### Text block
------------------------------------------------------------------------

To Crop or Not To Crop
This is one of my favorite photos, not for any reason in particular, in fact it is somewhat unremarkable, I just happen to like it a lot. The first thing you will notice is that the subject, a Sandhill Crane is in the center of the frame. Yeah, we all know that is a no-no. But what if that bird was not the subject of the picture. What if you treated the background as the subject? And why not, the sky is what brought me to the location in the first place. Treating the background as the main subject makes the bird in the middle ok. The problem is that the bird is also a compelling subject, nice and sharp with the feathers blown out and great form with the feet and legs hinged at a great angle. Truth is that what I was really trying to do was capture the bird between the clouds, that I accomplished. Too bad it is in the middle of the frame. Lets take a look at exactly how that bird wound up dead center.

------------------------------------------------------------------------

### Dataset rows
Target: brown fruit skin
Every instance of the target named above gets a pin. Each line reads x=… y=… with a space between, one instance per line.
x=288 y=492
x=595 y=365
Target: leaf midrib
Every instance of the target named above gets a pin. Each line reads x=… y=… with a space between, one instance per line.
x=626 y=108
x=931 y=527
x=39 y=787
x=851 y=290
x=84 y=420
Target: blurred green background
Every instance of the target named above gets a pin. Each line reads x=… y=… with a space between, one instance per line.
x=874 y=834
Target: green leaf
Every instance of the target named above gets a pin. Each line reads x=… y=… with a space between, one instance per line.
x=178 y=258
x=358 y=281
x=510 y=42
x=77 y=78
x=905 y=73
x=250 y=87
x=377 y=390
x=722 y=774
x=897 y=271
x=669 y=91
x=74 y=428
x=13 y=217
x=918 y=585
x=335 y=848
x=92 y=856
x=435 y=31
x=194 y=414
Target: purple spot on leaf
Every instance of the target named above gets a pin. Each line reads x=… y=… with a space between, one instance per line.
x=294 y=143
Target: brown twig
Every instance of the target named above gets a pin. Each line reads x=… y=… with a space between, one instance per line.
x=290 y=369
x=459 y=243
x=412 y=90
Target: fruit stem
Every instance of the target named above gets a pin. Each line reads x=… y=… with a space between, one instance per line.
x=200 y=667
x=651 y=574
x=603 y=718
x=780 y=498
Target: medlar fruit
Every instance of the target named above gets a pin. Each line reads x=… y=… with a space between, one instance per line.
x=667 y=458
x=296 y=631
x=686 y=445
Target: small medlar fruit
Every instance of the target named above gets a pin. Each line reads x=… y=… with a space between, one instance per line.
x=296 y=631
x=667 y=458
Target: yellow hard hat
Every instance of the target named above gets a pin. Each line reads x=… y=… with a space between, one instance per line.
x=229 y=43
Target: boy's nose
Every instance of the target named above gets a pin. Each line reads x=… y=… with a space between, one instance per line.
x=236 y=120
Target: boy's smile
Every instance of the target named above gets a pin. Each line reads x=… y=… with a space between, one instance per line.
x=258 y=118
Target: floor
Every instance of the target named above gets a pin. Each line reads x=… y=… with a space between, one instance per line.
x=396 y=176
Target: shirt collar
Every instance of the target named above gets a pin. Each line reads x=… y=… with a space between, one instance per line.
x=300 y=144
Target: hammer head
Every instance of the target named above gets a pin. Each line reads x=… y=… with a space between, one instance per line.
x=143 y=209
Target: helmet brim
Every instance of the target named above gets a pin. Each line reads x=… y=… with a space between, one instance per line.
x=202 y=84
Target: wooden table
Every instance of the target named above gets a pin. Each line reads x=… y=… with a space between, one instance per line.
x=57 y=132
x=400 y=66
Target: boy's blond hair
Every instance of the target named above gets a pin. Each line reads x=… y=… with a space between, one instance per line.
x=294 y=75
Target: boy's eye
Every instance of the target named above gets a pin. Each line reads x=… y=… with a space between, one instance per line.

------------------------------------------------------------------------

### Exercises
a: Answer the following from the text titled "To Crop or Not To Crop":
(i) What kind of bird appears in the photo?
(ii) What brought the photographer to the location in the first place?
(iii) What was the photographer really trying to capture?
b: Rewrite the paragraph of the text titled "To Crop or Not To Crop" that begins "This is one of my favorite photos" as a bulleted list that keeps its main facts.

### Task solutions
a:
(i) A Sandhill Crane.
(ii) The sky.
(iii) The bird between the clouds.

b:
- The photo is one of the photographer's favorites, though somewhat unremarkable.
- Its subject, a Sandhill Crane, sits in the center of the frame, which is generally considered a no-no.
- Treating the background, the sky that drew the photographer to the location, as the subject would make the centered bird acceptable.
- The bird is still a compelling subject: sharp, with feathers blown out and feet and legs hinged at a great angle.
- The real aim was to capture the bird between the clouds, and that was accomplished, but the bird ended up in the middle of the frame.
- The next step is to look at how the bird came to be dead center.